### SHORT PROBLEM 1
Count the lines in the listing below that contain the string "leafy", and reply with only the number.

### SOURCE TEXT
Opinion
Civil Action 24-154-JWD-EWD
06-17-2024
NOTICE
Please take notice that the attached Magistrate Judge's Report and Recommendation has been filed with the Clerk of the U.S. District Court.
In accordance with 28 U.S.C. § 636(b)(1), you have 14 days after being served with the attached report to file written objections to the proposed findings of fact, conclusions of law, and recommendations set forth therein. Failure to file written objections to the proposed findings, conclusions and recommendations within 14 days after being served will bar you, except upon grounds of plain error, from attacking on appeal the unobjected-to proposed factual findings and legal conclusions accepted by the District Court.
ABSOLUTELY NO EXTENSION OF TIME SHALL BE GRANTED TO FILE WRITTEN OBJECTIONS TO THE MAGISTRATE JUDGE'S REPORT.
MAGISTRATE JUDGE'S REPORT, RECOMMENDATION, AND ORDER
ERIN WILDER-DOOMES UNITED STATES MAGISTRATE JUDGE
Before the Court is the Complaint for Declaratory Judgment, filed by Chief 2 Eagles, (formally Billy Burkette) (“Plaintiff”), against Defendants Kyle Ardoin, the former Louisiana Secretary of State, and Jeff Travis, East Feliciana Parish Sheriff. Plaintiff is currently representing himself and alleges that he represents his tribe, the Louisiana Band of Choctaw Indians, (“LA Choctaw”). Because the Complaint seeks relief that has already been denied before by this Courtt, and is also procedurally improper, it is recommended that the case be dismissed with prejudice on the Court's own motion as malicious and frivolous under 28 U.S.C. § 1915(e)(2)(B)(i).
R. Doc. 1. Plaintiff was granted leave to proceed in forma pauperis (“IFP”), but service was withheld to evaluate Plaintiff's claims under 28 U.S.C. § 1915(e). R. Doc. 5.

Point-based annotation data

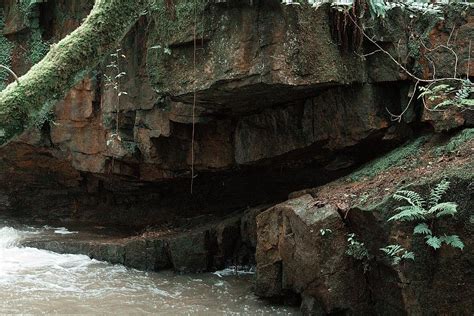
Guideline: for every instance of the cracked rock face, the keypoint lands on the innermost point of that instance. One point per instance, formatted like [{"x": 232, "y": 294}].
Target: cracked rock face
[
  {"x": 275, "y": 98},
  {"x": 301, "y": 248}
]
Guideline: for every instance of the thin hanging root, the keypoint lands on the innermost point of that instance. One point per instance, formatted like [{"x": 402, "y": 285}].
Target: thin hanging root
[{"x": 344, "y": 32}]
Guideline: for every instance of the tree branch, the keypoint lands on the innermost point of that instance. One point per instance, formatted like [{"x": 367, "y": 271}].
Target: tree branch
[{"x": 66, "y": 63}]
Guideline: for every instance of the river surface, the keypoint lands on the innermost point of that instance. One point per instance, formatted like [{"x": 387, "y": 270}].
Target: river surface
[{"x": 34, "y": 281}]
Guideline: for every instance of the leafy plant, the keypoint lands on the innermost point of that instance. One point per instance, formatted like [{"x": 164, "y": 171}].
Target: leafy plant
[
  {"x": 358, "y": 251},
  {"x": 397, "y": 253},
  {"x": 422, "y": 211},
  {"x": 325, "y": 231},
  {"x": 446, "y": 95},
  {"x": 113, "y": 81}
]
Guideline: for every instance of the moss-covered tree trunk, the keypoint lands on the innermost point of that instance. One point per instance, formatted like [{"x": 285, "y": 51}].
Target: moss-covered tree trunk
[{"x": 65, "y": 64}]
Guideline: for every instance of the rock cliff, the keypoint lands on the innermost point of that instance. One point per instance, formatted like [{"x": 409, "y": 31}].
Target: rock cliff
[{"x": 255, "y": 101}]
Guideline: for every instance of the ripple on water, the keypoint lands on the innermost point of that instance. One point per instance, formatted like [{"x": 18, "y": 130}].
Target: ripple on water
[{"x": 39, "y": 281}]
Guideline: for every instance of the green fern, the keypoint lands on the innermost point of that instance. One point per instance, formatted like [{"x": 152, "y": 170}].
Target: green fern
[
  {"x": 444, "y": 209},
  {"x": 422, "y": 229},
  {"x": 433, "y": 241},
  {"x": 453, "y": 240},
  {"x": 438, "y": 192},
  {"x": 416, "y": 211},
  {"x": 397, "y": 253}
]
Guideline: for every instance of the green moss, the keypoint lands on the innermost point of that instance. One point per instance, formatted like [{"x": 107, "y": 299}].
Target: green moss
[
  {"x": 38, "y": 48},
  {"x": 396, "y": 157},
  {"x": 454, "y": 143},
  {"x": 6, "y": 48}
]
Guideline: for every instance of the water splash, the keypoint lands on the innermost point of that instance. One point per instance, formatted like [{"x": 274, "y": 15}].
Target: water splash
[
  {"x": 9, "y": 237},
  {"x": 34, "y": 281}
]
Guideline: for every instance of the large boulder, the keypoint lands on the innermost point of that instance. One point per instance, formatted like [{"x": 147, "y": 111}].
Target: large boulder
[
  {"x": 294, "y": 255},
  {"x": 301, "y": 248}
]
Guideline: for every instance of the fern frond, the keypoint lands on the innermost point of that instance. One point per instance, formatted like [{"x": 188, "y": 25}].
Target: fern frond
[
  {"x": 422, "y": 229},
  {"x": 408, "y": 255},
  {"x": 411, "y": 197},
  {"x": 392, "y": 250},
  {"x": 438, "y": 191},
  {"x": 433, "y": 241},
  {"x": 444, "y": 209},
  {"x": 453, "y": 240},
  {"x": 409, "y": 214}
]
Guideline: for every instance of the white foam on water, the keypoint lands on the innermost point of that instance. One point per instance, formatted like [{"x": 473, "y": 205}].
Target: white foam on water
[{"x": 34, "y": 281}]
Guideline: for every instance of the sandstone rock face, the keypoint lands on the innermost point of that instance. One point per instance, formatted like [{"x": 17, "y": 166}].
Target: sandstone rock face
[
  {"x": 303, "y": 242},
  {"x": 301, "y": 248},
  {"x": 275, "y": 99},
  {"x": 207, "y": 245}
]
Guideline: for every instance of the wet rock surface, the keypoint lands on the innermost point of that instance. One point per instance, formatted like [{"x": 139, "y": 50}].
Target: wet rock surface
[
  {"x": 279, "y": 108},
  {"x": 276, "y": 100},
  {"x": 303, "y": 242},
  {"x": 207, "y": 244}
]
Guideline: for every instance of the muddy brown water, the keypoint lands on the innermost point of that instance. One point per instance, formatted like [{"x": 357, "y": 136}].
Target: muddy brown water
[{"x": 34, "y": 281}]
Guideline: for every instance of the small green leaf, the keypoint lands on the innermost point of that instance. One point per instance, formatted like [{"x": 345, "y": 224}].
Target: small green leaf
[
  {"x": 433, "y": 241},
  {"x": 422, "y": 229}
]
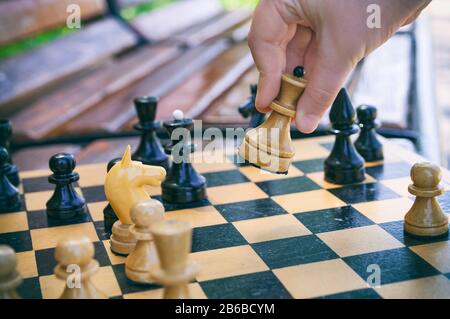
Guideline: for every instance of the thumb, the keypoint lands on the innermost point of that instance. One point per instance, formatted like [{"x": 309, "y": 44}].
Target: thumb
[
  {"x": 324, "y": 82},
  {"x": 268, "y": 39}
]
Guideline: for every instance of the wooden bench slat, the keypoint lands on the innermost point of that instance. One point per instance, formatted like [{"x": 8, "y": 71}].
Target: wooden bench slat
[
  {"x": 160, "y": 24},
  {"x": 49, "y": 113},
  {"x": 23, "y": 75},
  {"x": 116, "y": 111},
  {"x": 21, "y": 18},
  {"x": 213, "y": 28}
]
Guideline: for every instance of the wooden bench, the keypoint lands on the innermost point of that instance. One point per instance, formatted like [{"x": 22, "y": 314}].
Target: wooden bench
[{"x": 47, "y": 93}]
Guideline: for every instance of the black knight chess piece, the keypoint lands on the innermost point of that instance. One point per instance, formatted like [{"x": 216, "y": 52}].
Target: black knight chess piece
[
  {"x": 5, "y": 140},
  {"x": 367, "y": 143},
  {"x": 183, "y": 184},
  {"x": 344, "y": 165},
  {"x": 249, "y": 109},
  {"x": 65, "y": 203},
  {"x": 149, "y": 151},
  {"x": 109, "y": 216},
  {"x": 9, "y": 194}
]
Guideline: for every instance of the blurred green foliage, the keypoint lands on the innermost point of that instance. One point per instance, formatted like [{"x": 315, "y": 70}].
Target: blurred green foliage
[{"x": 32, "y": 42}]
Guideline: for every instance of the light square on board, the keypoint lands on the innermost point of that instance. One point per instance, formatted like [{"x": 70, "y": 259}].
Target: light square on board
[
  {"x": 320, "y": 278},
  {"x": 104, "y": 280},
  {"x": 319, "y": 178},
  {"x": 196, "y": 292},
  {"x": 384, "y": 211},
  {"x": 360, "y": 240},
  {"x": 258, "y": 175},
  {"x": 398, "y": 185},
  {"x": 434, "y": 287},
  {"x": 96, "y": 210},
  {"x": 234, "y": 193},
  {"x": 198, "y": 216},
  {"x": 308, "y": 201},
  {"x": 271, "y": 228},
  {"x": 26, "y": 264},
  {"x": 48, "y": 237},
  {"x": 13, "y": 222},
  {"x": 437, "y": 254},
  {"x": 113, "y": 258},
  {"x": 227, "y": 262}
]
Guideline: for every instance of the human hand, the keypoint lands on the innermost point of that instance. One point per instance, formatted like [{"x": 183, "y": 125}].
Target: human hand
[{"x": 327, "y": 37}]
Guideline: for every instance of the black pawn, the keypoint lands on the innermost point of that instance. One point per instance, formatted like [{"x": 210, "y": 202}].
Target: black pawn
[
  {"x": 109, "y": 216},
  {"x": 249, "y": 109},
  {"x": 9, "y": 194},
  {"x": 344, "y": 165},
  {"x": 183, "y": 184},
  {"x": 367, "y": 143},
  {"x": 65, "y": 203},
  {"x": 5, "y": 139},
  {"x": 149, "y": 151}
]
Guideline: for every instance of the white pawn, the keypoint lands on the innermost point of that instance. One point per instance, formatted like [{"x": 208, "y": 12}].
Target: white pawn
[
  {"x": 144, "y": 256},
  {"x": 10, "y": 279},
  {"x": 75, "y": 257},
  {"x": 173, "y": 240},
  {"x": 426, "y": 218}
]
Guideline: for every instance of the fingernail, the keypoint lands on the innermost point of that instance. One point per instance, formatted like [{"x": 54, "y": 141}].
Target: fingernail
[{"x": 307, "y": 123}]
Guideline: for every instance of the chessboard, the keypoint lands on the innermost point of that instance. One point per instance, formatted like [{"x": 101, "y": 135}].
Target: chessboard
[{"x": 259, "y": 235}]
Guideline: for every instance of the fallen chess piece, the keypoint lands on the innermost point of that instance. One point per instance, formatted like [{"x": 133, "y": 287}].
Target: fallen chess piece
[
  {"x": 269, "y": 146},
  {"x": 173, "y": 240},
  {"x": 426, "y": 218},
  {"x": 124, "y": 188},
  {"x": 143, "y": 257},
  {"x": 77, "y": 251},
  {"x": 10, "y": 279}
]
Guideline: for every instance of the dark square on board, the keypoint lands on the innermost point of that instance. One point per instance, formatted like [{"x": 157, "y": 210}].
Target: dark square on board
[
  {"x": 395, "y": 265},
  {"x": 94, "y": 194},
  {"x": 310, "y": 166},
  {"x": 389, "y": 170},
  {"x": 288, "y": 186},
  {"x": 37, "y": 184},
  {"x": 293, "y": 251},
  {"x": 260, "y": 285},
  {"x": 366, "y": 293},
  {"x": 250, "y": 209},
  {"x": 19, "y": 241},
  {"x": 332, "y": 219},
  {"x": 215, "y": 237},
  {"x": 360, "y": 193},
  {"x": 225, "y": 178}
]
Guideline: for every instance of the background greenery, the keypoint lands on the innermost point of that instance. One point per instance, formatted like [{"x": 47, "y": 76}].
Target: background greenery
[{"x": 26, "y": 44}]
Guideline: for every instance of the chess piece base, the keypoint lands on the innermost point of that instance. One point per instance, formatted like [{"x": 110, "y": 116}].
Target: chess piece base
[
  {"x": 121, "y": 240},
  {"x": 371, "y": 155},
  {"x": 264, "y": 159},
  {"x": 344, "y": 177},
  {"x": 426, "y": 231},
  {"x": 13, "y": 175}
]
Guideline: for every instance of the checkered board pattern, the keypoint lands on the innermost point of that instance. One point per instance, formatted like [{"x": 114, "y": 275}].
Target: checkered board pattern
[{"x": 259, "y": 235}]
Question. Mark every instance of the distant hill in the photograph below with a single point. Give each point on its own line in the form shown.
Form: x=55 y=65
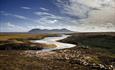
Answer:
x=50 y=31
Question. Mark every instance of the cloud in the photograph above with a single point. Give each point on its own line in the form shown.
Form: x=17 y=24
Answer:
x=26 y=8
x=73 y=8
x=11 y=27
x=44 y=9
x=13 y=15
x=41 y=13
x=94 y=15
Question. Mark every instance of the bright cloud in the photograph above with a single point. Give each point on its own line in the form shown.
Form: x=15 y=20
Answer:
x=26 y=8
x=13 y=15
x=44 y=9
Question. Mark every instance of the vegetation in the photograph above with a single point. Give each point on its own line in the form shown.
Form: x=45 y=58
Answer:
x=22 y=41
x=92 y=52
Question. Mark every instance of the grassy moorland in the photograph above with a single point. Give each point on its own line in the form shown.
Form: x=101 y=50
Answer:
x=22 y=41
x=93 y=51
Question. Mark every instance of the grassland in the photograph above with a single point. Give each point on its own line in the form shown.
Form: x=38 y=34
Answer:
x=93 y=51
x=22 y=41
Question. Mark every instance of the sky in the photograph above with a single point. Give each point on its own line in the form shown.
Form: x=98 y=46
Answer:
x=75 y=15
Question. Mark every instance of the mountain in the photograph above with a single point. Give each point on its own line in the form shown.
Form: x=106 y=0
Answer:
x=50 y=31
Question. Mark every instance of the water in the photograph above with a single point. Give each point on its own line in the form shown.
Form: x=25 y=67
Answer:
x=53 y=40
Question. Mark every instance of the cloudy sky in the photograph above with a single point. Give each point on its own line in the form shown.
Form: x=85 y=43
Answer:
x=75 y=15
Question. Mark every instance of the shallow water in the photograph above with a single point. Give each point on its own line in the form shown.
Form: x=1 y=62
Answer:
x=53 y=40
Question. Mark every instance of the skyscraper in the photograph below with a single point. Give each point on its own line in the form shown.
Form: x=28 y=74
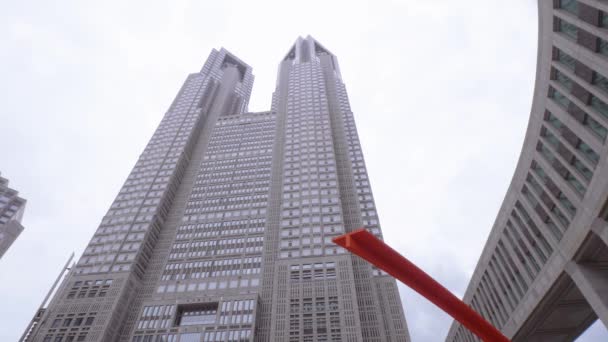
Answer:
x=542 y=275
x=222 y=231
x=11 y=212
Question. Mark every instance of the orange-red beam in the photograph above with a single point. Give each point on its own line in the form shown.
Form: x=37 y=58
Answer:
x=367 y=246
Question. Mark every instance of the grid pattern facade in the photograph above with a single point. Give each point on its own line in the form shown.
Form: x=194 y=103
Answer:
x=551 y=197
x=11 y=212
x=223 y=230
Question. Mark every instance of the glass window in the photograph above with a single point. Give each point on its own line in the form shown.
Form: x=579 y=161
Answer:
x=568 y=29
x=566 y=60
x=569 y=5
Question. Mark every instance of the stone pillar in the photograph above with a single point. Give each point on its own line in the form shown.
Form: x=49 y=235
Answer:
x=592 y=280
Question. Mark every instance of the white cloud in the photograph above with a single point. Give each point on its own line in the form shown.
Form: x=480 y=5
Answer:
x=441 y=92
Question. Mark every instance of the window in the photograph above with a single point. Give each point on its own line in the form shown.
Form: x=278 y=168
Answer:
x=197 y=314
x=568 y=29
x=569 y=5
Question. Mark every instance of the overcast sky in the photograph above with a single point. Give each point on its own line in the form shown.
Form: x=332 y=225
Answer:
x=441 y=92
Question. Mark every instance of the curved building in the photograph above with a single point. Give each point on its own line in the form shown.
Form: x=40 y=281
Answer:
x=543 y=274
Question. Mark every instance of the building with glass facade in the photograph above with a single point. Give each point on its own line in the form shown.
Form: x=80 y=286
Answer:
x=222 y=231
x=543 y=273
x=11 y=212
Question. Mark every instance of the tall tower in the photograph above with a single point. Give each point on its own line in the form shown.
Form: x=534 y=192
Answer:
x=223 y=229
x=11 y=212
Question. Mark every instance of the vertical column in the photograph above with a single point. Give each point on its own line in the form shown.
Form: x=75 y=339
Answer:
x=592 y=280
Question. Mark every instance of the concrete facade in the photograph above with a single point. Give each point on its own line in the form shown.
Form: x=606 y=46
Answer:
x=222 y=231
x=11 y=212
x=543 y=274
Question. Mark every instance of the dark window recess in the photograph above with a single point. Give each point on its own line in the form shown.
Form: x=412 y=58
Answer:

### SHORT PROBLEM 2
In the court document above, how long does a party have to file written objections to the report?

### CORRECT OUTPUT 1
2

### CORRECT OUTPUT 2
14 days after being served with the report.